- TEXTAUSZUG:
━━━━━━━━━━━━━━━━━━━━
Bitte beachten Sie: Dieses Factsheet ist mittlerweile veraltet. Ein aktuelleres Factsheet vom 16. August 2024 finden Sie hier.
Das Thema "Messerangriffe" hat in den vergangenen Monaten wiederholt bundesweit Schlagzeilen gemacht. Im schwersten Fall griff Ende Januar ein 33-jähriger Mann mehrere Personen in einem Zug zwischen Kiel und Hamburg mit einem Messer an. Er tötete dabei zwei Jugendliche. Der Tatverdächtige war ein Staatenloser aus Palästina.
Seit dem tödlichen Angriff wird diskutiert, ob es eine Zunahme von "Messerangriffen" gab – insbesondere durch ausländische Täter. Bundesinnenministerin Nancy Faeser (SPD) schlägt ein Messerverbot in Zügen und Bussen vor. Eine ähnliche Debatte hatte es bereits vor fünf Jahren gegeben, als mehrere Fälle von "Messerkriminalität" in den Medien aufgegriffen wurden.
━━━━━━━━━━━━━━━━━━━━
- BEREITGESTELLTE DATENSÄTZE:
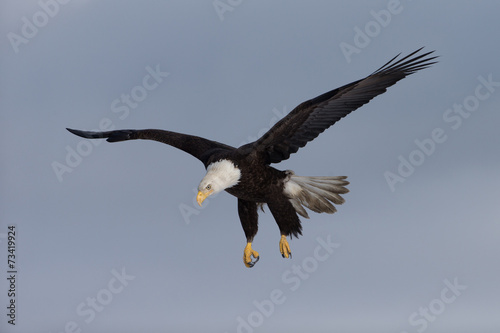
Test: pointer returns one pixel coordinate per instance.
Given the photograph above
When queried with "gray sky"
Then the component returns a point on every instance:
(109, 237)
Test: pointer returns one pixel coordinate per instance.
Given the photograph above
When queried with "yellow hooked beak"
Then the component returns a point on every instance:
(201, 196)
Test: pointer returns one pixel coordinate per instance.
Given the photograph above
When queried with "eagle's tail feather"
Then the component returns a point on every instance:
(316, 193)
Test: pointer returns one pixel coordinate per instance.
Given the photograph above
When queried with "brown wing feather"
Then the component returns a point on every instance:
(309, 119)
(199, 147)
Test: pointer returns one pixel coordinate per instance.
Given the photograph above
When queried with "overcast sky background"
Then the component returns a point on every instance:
(230, 75)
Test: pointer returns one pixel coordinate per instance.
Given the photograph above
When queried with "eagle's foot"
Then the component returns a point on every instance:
(285, 248)
(248, 253)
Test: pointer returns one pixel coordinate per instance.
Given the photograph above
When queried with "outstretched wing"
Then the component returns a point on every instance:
(309, 119)
(200, 148)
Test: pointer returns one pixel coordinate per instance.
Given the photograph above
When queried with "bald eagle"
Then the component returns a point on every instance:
(246, 172)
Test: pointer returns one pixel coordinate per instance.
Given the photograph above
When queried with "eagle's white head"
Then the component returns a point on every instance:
(220, 175)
━━━━━━━━━━━━━━━━━━━━
- ERFORDERLICHE SCHRITTE:
#1 Nennen Sie alle geografischen Namen, die im Textauszug zu Messerangriffen vorkommen.
#2 Schreiben Sie aus dem Textauszug zu Messerangriffen den Abschnitt ab, der mit „Bitte beachten Sie: Dieses“ beginnt und bis „Medien aufgegriffen wurden.“ reicht.
#3 Was schlägt Nancy Faeser laut dem Textauszug zu Messerangriffen vor?
Die Datensätze stehen in keinem Zusammenhang mit dem Textauszug.

- LÖSUNGEN:
#1 Kiel, Hamburg, Palästina

#2
Bitte beachten Sie: Dieses Factsheet ist mittlerweile veraltet. Ein aktuelleres Factsheet vom 16. August 2024 finden Sie hier.
Das Thema "Messerangriffe" hat in den vergangenen Monaten wiederholt bundesweit Schlagzeilen gemacht. Im schwersten Fall griff Ende Januar ein 33-jähriger Mann mehrere Personen in einem Zug zwischen Kiel und Hamburg mit einem Messer an. Er tötete dabei zwei Jugendliche. Der Tatverdächtige war ein Staatenloser aus Palästina.
Seit dem tödlichen Angriff wird diskutiert, ob es eine Zunahme von "Messerangriffen" gab – insbesondere durch ausländische Täter. Bundesinnenministerin Nancy Faeser (SPD) schlägt ein Messerverbot in Zügen und Bussen vor. Eine ähnliche Debatte hatte es bereits vor fünf Jahren gegeben, als mehrere Fälle von "Messerkriminalität" in den Medien aufgegriffen wurden.

#3 Sie schlägt ein Messerverbot in Zügen und Bussen vor.